[start of TASK MATERIAL]
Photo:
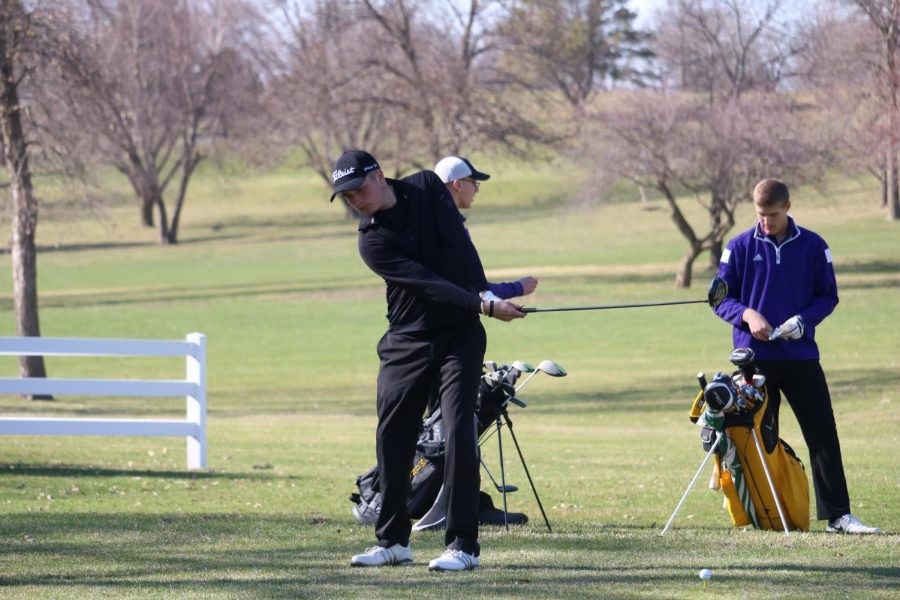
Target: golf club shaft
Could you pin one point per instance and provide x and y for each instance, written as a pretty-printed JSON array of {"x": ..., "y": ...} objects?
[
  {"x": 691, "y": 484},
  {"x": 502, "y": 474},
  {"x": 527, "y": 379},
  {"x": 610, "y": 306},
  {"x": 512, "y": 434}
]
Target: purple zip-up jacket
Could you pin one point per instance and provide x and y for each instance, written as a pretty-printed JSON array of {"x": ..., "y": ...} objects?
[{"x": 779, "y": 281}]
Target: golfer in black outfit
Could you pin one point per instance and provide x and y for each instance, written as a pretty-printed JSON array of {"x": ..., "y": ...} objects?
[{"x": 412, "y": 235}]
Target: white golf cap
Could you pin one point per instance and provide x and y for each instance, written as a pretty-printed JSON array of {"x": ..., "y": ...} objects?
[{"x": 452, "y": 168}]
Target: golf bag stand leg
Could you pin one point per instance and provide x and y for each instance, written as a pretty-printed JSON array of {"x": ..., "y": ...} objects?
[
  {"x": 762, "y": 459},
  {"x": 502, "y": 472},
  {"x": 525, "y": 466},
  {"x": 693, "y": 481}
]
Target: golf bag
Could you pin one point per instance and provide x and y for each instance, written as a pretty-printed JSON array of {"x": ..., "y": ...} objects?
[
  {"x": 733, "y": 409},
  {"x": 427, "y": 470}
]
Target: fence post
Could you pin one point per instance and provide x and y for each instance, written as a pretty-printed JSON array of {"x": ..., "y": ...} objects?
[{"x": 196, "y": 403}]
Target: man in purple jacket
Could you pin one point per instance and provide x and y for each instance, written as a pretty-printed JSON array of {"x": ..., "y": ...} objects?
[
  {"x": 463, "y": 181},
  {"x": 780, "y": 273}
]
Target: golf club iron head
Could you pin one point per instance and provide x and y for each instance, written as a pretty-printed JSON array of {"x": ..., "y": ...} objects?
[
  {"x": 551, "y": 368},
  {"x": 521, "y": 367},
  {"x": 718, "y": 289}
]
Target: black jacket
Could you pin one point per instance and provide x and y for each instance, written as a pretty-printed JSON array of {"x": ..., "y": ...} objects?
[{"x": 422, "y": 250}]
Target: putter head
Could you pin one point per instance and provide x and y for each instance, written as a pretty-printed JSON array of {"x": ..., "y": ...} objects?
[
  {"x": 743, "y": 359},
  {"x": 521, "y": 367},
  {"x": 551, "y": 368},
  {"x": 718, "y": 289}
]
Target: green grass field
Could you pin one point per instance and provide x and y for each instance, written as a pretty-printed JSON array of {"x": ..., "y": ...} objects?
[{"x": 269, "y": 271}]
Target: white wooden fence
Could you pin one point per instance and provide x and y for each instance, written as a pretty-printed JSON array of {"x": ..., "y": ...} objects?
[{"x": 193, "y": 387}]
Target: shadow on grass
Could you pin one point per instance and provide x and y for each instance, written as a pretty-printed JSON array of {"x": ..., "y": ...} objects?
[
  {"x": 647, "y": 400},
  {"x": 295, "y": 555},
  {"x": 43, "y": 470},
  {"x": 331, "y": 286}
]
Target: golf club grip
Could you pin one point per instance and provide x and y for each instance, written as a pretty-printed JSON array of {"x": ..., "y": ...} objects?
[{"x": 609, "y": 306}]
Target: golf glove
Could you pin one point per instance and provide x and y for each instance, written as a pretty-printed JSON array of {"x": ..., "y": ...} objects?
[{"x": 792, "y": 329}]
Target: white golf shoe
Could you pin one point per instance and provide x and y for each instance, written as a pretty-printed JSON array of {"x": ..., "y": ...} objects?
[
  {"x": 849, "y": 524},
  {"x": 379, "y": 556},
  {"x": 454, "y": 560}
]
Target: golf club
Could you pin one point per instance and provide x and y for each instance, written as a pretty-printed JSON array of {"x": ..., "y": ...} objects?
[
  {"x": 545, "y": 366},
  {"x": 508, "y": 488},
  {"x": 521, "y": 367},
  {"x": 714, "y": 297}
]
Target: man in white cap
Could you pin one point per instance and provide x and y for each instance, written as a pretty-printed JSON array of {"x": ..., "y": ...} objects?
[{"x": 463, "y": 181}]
[end of TASK MATERIAL]
[start of TASK MATERIAL]
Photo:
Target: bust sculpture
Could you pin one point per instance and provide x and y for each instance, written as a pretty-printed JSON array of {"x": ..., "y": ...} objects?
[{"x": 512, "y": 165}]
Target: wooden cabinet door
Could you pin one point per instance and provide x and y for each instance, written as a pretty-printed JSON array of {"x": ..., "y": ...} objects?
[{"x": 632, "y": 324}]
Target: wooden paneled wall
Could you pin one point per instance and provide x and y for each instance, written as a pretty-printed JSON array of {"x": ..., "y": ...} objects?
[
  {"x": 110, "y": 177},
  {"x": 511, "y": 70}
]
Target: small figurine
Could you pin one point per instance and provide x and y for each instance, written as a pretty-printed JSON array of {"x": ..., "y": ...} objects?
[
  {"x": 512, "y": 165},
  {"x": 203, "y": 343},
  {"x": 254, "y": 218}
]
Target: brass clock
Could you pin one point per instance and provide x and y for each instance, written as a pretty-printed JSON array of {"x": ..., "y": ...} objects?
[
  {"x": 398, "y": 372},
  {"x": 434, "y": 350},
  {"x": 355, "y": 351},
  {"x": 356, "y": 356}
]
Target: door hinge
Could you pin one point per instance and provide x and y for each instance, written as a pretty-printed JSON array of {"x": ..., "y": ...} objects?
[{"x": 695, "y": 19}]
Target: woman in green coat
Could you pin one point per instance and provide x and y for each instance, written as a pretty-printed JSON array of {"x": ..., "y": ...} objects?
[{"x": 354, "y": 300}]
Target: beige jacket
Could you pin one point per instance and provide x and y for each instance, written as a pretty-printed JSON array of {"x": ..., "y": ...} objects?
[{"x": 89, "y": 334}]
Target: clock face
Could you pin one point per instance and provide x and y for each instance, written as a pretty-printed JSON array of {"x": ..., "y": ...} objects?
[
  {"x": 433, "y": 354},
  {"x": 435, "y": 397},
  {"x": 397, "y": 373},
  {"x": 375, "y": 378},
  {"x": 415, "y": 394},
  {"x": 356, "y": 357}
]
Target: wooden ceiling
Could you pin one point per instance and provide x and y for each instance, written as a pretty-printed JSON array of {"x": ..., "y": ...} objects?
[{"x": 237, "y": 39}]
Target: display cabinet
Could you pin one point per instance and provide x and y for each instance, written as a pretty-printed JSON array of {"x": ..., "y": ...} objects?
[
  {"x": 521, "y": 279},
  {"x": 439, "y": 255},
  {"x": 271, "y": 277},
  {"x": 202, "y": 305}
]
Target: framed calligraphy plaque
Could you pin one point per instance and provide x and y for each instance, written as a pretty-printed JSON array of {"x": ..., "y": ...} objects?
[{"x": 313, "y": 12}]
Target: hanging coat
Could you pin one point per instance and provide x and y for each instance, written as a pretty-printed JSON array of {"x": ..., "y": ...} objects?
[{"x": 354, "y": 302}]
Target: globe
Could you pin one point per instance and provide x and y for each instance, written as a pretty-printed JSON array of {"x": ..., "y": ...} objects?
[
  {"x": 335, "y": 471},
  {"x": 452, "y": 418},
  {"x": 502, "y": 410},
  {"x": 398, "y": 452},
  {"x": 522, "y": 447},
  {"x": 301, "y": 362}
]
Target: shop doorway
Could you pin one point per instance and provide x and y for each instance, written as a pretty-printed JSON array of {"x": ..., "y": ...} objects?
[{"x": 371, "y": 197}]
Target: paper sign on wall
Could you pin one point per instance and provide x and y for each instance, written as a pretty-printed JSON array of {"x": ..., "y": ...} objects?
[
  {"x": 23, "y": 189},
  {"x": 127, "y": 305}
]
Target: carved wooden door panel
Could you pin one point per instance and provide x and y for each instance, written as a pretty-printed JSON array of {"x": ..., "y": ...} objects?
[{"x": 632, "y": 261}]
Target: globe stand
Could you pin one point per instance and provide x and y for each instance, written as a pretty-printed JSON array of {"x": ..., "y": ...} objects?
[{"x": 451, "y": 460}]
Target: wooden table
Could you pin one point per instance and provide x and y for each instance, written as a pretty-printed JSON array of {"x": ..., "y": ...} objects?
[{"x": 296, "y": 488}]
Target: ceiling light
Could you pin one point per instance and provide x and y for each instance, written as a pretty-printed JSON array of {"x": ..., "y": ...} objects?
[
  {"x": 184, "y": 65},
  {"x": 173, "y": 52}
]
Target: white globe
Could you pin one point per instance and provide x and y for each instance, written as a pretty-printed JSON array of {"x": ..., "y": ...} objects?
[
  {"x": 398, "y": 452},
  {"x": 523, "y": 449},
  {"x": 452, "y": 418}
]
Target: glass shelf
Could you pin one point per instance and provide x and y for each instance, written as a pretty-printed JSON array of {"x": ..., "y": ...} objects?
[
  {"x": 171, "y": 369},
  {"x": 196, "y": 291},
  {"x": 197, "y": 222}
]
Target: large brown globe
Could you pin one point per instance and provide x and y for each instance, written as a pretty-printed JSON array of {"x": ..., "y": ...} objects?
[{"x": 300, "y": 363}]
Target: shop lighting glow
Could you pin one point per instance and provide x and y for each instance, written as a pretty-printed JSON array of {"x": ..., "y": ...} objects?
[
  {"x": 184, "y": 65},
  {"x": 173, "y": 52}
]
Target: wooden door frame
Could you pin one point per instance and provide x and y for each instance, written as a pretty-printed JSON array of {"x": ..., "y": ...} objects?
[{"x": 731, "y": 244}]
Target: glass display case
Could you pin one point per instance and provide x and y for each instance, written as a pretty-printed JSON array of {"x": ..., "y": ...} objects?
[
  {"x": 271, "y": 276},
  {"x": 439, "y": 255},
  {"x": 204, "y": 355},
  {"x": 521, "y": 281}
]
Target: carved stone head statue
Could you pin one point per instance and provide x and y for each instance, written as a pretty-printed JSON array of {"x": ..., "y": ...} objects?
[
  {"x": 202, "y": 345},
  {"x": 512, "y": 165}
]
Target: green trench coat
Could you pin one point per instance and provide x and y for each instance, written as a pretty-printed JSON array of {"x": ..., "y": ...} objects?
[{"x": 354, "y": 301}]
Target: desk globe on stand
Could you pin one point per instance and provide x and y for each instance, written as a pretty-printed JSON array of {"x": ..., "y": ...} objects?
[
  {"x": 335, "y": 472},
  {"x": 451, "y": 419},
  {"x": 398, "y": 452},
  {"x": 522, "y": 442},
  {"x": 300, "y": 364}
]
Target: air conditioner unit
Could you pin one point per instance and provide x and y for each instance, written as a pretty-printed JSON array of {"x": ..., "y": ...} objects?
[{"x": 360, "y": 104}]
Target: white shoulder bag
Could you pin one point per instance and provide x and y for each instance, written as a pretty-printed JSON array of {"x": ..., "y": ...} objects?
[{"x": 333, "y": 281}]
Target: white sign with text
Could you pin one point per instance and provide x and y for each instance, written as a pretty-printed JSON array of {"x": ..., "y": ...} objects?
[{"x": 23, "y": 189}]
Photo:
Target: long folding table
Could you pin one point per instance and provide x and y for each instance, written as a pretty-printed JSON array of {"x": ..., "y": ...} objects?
[end of TASK MATERIAL]
PROBLEM DESCRIPTION: Find every line in the data above that contains the word "grass", and copy each of those lines.

THE SOLUTION:
Target: green grass field
Target: shadow on grass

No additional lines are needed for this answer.